**WHAT TO WORK ON:** Could you give the data below again, exactly and completely?

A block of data
┌──
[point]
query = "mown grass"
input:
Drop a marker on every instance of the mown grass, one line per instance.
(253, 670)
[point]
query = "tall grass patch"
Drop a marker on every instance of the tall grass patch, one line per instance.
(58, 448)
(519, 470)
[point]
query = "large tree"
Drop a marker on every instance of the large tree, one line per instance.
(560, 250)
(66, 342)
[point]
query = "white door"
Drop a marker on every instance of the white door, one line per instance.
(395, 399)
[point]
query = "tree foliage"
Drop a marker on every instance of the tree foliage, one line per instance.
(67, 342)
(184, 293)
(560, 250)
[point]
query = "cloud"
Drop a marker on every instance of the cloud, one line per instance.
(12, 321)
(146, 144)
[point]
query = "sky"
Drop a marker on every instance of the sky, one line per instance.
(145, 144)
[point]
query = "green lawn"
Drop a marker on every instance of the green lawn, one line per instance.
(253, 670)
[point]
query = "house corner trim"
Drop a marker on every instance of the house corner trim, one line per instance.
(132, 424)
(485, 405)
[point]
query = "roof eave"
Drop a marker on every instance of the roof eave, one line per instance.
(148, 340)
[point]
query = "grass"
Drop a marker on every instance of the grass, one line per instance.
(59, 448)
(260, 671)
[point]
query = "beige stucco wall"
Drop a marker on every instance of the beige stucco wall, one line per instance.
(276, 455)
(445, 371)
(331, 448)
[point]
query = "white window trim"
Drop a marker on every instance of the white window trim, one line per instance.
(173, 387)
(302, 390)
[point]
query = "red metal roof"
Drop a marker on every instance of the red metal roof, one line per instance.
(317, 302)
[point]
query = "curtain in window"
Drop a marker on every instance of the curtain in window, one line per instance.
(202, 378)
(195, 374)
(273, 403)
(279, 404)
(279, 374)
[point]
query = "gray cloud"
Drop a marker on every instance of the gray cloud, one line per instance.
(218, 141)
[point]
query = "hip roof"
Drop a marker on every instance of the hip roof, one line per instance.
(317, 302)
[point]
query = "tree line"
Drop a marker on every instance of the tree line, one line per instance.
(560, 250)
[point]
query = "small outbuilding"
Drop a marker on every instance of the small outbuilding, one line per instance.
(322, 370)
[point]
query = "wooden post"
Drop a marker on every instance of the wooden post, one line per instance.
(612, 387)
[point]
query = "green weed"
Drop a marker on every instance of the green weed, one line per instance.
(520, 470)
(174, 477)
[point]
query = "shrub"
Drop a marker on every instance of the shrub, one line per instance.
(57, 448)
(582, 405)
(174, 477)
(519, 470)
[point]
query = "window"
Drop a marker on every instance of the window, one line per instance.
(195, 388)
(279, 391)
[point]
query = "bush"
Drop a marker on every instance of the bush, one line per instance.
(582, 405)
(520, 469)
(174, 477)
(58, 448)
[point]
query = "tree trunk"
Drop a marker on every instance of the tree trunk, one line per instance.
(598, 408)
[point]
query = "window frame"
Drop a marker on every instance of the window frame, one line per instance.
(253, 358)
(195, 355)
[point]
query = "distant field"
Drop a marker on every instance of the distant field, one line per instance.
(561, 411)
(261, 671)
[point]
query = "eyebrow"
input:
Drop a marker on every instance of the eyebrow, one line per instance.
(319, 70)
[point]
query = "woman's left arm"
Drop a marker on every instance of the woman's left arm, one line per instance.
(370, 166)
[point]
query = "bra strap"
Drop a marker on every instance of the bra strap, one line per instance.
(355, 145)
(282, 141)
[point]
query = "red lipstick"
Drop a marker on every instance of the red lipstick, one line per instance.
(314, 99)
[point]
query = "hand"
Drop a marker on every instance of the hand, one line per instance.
└──
**SOLUTION FOR THIS TASK:**
[point]
query = "mown grass"
input:
Drop a marker on every instance of the mown grass, one line per instance.
(253, 670)
[point]
query = "tall grass patch"
Drop a marker on every instance of the tall grass patch, one line per instance.
(58, 448)
(519, 470)
[point]
query = "large tree"
Drop a marker on every instance of the large tree, one line per instance.
(560, 250)
(66, 342)
[point]
query = "white door"
Drop a marker on every instance of the white door, one line per instance.
(395, 399)
[point]
query = "tree foliage"
Drop a marker on every instance of the tree foliage, one line per instance.
(67, 342)
(184, 293)
(560, 250)
[point]
query = "cloud"
Drop a marker on every instance of the cloud, one line per instance.
(12, 321)
(146, 144)
[point]
query = "sky"
Drop a marker on every instance of the sky, one line per instance.
(145, 144)
[point]
query = "green lawn"
Drop a marker on every instance of the green lawn, one line per instance.
(253, 670)
[point]
query = "house corner trim"
Drop a marker on every instance of the house corner trim, one line per instance.
(132, 424)
(485, 405)
[point]
query = "roof eave"
Drop a marker on every instance of the roof eave, one line per instance.
(148, 340)
[point]
query = "grass"
Drop a marker on every instance of the grass, one line per instance.
(59, 448)
(260, 671)
[point]
query = "beige stucco wall"
Drop a marker on every instance of the beige stucco wall, one line per instance.
(276, 455)
(445, 371)
(331, 448)
[point]
query = "white window trim"
Drop a marker on every instance of the white window trim, one line per instance.
(173, 387)
(302, 390)
[point]
query = "red metal roof"
Drop a marker on every instance of the red metal roof, one line per instance.
(317, 302)
[point]
query = "curtain in window"
Drop a marker on every instance of the curtain in window, one line per instance.
(202, 378)
(195, 374)
(273, 403)
(279, 404)
(279, 374)
[point]
query = "gray cloud"
Drop a marker on every instance of the gray cloud, one line per instance.
(218, 141)
[point]
query = "hip roof"
Drop a marker on every instance of the hip roof, one line per instance.
(317, 302)
[point]
query = "tree line"
Drop a marker on every instance of the tree line, one line per instance.
(560, 250)
[point]
query = "small outbuilding"
Drop a marker on every instance of the small outbuilding, one line per instance.
(322, 370)
[point]
query = "wooden post"
Drop a marker on every instance of the wooden post, one line per instance.
(612, 387)
[point]
query = "green weed"
Drop a marker on every instance of the green weed, one line per instance.
(520, 470)
(174, 477)
[point]
query = "shrub"
Drop a marker on every instance of the shrub, one line per instance.
(57, 448)
(582, 405)
(174, 477)
(519, 470)
[point]
query = "window"
Drop a marker on every instance of the window, one line per instance.
(195, 388)
(279, 391)
[point]
query = "bush"
Drop a marker on every instance of the bush, one line per instance.
(582, 405)
(520, 469)
(174, 477)
(58, 448)
[point]
query = "tree trunk"
Drop a marker on every instance of the tree trunk, one line per instance.
(598, 408)
[point]
query = "window frame"
Drop a marker on every instance of the window frame, one line per instance.
(253, 358)
(195, 355)
[point]
query = "distant field"
Drop a marker on every instance of the distant field, one line per instance.
(561, 411)
(261, 671)
[point]
query = "eyebrow"
input:
Drop a marker on every instance of the eyebrow, one line per instance.
(319, 70)
[point]
query = "woman's left arm"
Drop a marker on every instance of the woman's left arm, one line per instance.
(370, 166)
[point]
query = "bra strap"
Drop a marker on every instance of the bra strap, one line per instance.
(355, 145)
(282, 141)
[point]
query = "red lipstick"
Drop a marker on every instance of the red lipstick, one line per instance.
(314, 99)
[point]
query = "hand"
Drop a marker on every instance of the hand, one line per instance.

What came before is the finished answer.